The problem: Locate every line in the items below that contains the string "white" and copy each one out. Case counts.

Dataset excerpts:

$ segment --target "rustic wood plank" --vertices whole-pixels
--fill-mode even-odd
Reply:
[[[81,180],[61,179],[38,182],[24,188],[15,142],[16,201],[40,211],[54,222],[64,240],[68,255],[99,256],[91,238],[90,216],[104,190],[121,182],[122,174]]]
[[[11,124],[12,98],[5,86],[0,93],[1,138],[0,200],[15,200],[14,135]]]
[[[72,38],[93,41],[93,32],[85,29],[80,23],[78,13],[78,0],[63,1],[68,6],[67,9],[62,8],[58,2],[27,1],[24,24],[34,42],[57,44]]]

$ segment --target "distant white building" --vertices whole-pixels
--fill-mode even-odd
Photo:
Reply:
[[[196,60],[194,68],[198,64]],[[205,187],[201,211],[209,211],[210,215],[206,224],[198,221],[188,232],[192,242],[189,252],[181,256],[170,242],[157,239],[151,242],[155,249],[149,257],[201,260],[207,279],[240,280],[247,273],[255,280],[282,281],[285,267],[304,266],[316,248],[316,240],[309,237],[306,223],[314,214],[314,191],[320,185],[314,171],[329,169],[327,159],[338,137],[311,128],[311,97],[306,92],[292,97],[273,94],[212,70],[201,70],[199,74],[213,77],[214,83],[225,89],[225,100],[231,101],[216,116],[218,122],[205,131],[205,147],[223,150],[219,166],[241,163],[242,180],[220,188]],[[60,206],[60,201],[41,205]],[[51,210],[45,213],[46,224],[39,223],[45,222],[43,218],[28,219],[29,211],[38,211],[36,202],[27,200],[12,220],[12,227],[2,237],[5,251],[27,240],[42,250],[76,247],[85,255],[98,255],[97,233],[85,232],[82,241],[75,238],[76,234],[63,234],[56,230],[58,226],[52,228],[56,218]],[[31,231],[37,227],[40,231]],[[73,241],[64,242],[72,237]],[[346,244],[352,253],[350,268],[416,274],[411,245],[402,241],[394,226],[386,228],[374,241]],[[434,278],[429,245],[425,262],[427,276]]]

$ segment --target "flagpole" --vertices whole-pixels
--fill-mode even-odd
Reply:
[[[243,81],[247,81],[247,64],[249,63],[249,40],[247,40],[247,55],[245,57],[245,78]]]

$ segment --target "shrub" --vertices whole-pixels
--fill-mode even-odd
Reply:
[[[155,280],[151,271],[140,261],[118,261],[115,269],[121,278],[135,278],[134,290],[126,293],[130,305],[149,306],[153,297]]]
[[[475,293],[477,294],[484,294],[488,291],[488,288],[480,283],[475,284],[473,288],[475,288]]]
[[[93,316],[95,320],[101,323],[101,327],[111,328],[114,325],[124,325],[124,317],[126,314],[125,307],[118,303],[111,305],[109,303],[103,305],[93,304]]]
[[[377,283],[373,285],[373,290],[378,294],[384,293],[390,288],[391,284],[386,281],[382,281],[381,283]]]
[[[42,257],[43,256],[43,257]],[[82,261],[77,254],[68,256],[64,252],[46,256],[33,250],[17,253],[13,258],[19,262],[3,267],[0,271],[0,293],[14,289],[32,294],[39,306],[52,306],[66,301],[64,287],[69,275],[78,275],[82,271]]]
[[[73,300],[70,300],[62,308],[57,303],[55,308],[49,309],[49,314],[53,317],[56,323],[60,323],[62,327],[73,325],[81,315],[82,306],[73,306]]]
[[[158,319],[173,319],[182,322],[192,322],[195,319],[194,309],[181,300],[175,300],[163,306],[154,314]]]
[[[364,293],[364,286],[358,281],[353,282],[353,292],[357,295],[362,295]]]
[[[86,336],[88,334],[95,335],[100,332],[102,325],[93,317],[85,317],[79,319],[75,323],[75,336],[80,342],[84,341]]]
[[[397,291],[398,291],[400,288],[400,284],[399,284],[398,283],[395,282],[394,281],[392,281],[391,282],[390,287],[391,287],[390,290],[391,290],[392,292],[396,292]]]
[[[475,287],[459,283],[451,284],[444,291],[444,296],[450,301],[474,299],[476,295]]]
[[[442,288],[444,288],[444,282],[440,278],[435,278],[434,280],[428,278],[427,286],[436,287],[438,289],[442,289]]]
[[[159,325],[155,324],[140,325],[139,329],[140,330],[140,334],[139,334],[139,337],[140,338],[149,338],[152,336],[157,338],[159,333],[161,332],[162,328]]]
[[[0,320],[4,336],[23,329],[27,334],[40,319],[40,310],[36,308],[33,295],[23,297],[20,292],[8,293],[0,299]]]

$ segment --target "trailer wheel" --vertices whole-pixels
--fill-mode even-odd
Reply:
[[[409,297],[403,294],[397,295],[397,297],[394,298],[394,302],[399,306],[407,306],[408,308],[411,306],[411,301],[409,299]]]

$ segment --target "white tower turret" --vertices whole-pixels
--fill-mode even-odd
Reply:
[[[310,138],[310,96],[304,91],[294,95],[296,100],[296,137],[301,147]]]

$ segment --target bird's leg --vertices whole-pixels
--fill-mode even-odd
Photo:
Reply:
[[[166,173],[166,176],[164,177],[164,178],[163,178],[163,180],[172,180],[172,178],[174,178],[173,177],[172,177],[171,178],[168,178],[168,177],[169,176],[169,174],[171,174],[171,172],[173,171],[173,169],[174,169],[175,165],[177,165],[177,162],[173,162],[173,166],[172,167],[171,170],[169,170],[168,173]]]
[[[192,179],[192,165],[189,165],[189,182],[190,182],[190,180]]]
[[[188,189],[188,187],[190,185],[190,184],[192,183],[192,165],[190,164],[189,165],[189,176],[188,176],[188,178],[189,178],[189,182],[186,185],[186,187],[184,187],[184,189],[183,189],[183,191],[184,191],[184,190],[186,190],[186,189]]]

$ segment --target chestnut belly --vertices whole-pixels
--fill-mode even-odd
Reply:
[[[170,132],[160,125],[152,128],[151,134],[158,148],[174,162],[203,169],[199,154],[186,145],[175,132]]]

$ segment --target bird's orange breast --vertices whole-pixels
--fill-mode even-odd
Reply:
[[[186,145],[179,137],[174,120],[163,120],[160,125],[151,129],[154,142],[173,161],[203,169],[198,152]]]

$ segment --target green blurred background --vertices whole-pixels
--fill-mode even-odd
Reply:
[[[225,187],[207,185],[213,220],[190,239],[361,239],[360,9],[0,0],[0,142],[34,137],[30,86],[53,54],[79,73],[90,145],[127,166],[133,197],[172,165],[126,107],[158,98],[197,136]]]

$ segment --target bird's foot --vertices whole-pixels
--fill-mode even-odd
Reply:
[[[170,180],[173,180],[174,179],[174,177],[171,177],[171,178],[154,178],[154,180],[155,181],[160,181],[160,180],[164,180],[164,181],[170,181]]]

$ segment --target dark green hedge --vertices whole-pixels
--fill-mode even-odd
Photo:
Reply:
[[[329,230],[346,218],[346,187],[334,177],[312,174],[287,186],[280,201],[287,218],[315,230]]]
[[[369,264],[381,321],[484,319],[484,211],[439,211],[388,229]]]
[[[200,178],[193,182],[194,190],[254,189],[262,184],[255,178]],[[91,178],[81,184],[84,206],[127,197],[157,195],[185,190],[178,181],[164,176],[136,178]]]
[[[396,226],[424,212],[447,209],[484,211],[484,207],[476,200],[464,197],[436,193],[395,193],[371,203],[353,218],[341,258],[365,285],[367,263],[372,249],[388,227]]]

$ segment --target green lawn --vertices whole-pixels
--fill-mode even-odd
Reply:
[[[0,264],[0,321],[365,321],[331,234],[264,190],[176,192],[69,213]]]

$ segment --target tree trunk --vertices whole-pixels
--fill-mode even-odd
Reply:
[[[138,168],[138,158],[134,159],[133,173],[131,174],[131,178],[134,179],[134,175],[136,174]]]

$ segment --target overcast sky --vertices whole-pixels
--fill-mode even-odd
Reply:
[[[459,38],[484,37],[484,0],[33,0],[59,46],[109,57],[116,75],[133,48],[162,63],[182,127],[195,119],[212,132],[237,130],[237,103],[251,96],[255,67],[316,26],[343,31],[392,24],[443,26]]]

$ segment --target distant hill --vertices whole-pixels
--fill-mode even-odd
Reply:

Written solution:
$ segment --target "distant white building" --vertices whole-pixels
$ segment --target "white tower turret" --vertices whole-pixels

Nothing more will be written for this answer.